EXCERPT PROVIDED:
╭──
Enter the Pediatric to Adult Care Transitions Initiative. The project was designed with the busy practices of pediatricians and adult care providers in mind, said Dr. Talente, who is past chair of the SGIM Adults with Complex Conditions Originating in Childhood Task Force.

“Everyone is busy, and asking each individual practitioner to develop the systems they need to do this right is not really practical,” he said. “That’s where this project is really helpful, in the sense that it’s attempting to deliver tools and systems to providers that they can use and just adapt, without doing all the work themselves when they’re trying to run their busy practices.”

The initiative’s readiness assessment is a first step toward improving early transition planning, Dr. Greenlee said. The tool allows pediatricians to measure the knowledge and skill level of patients in the years leading to transition age, and enables doctors to fill any gaps before the transfer occurs.

The tool helps physicians gauge “what this young adult needs to know before they go out into the adult world and take on self-management,” she said. “Making sure they know how to fill a prescription, how to take their medications, know signs and symptoms of a crisis – that sort of thing.”

To enable better communication between providers, initiative leaders created the transfer summary, a hand-off outline that includes critical items the receiving clinician should know about the patients, such as information about their conditions, personal interests, or special needs. The third tool launched by the initiative – a self-management assessment – is a resource for adult care providers to measure the patients’ skills and knowledge once they begin adult care.

Overcoming obstacles to transition

The path to smoother patient transitions is not without bumps in the road. Adding time and new tools to physicians’ already heavy workloads can be challenging, Dr. Greenlee said.
╰──
TASK DIRECTIONS: Retype the entire text on the pediatric-to-adult care transitions initiative word for word. The rows that come next are separate material and are unrelated to the text.

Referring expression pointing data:
╭──
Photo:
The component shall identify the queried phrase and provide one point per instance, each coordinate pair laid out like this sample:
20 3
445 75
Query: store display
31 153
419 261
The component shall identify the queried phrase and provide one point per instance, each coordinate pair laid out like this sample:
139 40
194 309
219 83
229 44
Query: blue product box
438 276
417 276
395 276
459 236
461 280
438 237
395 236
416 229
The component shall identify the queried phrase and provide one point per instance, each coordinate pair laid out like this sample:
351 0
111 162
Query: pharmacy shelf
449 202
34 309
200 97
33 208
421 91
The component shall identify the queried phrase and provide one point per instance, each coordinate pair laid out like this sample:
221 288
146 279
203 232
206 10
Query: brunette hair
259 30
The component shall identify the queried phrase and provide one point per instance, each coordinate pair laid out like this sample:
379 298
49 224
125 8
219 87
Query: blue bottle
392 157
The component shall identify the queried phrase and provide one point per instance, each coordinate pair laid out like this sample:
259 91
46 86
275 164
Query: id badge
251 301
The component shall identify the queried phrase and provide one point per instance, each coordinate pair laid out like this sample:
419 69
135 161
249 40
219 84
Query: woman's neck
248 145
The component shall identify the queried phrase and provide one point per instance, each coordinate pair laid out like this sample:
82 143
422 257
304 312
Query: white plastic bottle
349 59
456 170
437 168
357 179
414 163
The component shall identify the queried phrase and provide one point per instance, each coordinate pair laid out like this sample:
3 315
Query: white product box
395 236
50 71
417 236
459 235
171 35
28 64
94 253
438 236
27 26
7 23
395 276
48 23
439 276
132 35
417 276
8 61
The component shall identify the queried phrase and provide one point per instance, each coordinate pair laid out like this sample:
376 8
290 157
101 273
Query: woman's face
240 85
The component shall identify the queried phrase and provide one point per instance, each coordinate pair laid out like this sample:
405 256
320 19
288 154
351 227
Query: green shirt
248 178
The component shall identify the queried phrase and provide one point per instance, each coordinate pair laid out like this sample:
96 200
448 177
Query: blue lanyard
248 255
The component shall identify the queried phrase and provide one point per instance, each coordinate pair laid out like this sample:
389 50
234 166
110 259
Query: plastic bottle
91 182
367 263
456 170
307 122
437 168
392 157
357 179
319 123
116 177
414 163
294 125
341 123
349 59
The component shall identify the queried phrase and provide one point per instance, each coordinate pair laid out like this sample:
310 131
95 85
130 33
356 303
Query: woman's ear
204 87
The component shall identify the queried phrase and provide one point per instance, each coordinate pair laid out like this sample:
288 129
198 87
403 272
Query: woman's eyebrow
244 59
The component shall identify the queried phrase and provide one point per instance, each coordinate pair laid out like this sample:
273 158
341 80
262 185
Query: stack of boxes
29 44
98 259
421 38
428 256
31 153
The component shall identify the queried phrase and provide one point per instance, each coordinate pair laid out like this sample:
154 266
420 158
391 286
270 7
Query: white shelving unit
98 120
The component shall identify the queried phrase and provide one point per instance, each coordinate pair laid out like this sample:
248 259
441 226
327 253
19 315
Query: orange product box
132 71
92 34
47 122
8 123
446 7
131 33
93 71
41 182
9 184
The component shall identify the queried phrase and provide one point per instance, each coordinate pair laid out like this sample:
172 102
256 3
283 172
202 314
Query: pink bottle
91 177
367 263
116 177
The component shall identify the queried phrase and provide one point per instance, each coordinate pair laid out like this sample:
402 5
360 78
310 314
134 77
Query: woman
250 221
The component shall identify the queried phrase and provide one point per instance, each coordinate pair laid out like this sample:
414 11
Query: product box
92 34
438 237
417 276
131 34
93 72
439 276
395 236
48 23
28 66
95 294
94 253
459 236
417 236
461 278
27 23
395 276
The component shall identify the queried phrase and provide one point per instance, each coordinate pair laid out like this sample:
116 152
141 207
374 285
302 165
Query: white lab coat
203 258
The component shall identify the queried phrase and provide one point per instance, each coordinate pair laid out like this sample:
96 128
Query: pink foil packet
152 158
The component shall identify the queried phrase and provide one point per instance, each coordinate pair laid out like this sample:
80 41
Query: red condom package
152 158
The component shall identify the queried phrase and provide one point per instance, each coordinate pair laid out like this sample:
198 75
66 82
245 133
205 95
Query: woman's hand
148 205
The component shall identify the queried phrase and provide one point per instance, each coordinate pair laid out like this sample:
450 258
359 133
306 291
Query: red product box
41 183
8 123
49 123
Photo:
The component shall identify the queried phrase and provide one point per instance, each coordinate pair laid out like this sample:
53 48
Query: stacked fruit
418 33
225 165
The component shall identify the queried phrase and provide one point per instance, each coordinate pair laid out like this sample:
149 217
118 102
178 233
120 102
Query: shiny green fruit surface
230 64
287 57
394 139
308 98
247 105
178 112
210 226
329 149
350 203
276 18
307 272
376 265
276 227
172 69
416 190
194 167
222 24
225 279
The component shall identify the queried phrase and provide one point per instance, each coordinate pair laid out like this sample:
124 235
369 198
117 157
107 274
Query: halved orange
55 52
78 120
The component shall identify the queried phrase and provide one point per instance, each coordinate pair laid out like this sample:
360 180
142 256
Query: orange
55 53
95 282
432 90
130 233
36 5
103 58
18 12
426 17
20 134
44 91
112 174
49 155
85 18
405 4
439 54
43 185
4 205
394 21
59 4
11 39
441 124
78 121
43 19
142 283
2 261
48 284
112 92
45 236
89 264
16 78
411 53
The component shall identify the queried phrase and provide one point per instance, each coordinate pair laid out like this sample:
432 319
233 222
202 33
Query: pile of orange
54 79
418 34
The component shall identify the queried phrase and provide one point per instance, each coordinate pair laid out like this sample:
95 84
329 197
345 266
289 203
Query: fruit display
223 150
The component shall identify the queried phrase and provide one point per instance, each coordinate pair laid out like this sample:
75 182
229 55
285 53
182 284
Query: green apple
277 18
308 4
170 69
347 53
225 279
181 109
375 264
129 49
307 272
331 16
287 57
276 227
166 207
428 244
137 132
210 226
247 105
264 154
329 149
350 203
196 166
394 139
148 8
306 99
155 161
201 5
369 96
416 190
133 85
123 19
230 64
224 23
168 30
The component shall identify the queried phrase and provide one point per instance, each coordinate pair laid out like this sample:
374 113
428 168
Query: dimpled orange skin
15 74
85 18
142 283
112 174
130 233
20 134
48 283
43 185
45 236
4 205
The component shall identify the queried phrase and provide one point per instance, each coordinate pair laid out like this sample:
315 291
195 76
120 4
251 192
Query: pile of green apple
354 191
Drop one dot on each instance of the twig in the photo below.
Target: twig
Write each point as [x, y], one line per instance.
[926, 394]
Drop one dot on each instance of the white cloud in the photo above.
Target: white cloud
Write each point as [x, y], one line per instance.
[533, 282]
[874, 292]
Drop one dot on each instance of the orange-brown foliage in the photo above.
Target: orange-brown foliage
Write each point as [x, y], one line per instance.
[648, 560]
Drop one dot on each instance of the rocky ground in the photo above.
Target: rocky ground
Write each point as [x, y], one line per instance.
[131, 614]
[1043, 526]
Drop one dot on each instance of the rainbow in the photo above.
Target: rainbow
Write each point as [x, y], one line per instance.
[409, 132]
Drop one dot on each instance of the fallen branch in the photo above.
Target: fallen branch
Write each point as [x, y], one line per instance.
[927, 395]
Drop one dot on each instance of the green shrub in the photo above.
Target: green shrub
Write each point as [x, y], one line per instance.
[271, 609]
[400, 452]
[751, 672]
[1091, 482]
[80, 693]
╰──
RESPONSE AREA:
Enter the Pediatric to Adult Care Transitions Initiative. The project was designed with the busy practices of pediatricians and adult care providers in mind, said Dr. Talente, who is past chair of the SGIM Adults with Complex Conditions Originating in Childhood Task Force.

“Everyone is busy, and asking each individual practitioner to develop the systems they need to do this right is not really practical,” he said. “That’s where this project is really helpful, in the sense that it’s attempting to deliver tools and systems to providers that they can use and just adapt, without doing all the work themselves when they’re trying to run their busy practices.”

The initiative’s readiness assessment is a first step toward improving early transition planning, Dr. Greenlee said. The tool allows pediatricians to measure the knowledge and skill level of patients in the years leading to transition age, and enables doctors to fill any gaps before the transfer occurs.

The tool helps physicians gauge “what this young adult needs to know before they go out into the adult world and take on self-management,” she said. “Making sure they know how to fill a prescription, how to take their medications, know signs and symptoms of a crisis – that sort of thing.”

To enable better communication between providers, initiative leaders created the transfer summary, a hand-off outline that includes critical items the receiving clinician should know about the patients, such as information about their conditions, personal interests, or special needs. The third tool launched by the initiative – a self-management assessment – is a resource for adult care providers to measure the patients’ skills and knowledge once they begin adult care.

Overcoming obstacles to transition

The path to smoother patient transitions is not without bumps in the road. Adding time and new tools to physicians’ already heavy workloads can be challenging, Dr. Greenlee said.